(A block of data)
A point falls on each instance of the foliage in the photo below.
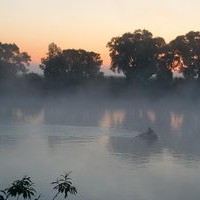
(22, 187)
(12, 61)
(135, 54)
(64, 185)
(70, 64)
(187, 48)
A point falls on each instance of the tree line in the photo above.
(141, 57)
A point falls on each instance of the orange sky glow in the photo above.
(90, 24)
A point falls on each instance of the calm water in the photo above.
(96, 140)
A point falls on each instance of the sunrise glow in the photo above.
(90, 24)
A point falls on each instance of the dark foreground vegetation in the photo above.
(25, 187)
(149, 66)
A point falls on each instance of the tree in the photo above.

• WHAT TO WORK ON: Rewrite the entries above with every "point" switched to "dot" and nothing else changed. Leave the pictures out.

• EXERCISE SOLUTION:
A dot falls on each instance of the foliage in the photo below.
(22, 187)
(12, 61)
(135, 54)
(64, 185)
(70, 64)
(187, 48)
A dot falls on each instance of the tree line in the photo above.
(141, 57)
A dot falls on each instance of the orange sky glow in the photo above.
(90, 24)
A dot falls on each instance of the calm water in the photo above.
(96, 140)
A dot falls on each instance of the sunrise glow in the photo above.
(90, 24)
A dot falls on each instance of the dark foreground vegetation in the photo above.
(25, 187)
(149, 66)
A dot falls on each instance of the tree in the photo above.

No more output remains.